> **Goal**
Count the lines in the material below that contain the string "blue". Reply with that number alone.

> **Data to use**
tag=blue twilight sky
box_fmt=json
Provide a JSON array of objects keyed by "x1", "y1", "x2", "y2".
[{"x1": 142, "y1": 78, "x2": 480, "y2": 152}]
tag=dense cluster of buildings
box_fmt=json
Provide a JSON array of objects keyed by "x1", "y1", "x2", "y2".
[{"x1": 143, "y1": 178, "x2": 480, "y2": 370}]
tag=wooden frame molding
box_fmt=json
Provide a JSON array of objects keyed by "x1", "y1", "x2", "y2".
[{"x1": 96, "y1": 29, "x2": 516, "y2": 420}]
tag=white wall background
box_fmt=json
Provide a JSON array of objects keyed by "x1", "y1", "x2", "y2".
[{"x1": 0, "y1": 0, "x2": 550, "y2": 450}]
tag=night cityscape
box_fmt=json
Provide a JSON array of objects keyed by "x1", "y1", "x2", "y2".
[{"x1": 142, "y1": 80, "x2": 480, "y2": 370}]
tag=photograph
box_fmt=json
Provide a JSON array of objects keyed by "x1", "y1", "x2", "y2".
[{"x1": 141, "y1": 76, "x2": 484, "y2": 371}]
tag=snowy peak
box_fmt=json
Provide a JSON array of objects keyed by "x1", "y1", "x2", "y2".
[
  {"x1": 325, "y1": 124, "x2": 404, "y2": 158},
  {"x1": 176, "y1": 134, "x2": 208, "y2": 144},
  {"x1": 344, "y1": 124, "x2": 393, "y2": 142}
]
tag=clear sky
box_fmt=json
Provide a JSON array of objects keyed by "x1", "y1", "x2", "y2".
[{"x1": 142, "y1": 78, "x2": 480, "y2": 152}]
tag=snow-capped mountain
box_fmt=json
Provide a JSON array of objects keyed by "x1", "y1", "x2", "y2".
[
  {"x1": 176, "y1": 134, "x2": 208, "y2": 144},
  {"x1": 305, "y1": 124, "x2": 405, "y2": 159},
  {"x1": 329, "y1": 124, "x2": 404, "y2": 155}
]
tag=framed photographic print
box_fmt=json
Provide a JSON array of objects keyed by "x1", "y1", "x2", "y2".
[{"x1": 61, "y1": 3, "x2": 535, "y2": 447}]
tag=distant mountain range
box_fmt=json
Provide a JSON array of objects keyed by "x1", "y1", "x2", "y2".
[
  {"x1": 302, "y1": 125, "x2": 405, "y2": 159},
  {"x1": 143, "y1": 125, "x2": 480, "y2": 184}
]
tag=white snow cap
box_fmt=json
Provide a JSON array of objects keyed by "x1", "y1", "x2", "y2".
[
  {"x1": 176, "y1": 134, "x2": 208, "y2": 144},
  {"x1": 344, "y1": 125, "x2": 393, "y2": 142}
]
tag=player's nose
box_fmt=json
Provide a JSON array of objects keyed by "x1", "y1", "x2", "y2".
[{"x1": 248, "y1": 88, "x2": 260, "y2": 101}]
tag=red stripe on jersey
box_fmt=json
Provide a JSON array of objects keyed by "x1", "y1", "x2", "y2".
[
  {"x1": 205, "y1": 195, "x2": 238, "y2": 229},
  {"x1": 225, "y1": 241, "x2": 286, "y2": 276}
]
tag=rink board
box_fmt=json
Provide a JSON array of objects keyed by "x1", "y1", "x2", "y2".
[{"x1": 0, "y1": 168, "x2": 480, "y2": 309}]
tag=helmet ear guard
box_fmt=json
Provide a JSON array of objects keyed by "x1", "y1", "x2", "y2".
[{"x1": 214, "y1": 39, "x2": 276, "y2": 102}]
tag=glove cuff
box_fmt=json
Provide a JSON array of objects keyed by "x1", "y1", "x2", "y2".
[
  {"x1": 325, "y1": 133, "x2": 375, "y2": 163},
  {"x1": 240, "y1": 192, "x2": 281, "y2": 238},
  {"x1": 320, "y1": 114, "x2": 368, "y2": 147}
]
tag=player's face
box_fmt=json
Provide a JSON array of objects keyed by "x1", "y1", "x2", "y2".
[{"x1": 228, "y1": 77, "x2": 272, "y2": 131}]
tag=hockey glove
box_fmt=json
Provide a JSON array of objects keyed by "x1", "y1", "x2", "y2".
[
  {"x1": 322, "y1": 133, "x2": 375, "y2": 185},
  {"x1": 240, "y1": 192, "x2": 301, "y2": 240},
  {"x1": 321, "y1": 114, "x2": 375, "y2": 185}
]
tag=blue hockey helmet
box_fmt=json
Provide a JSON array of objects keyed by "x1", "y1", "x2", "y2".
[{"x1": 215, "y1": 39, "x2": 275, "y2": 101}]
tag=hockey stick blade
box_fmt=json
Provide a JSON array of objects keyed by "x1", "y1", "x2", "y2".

> **Task solution**
2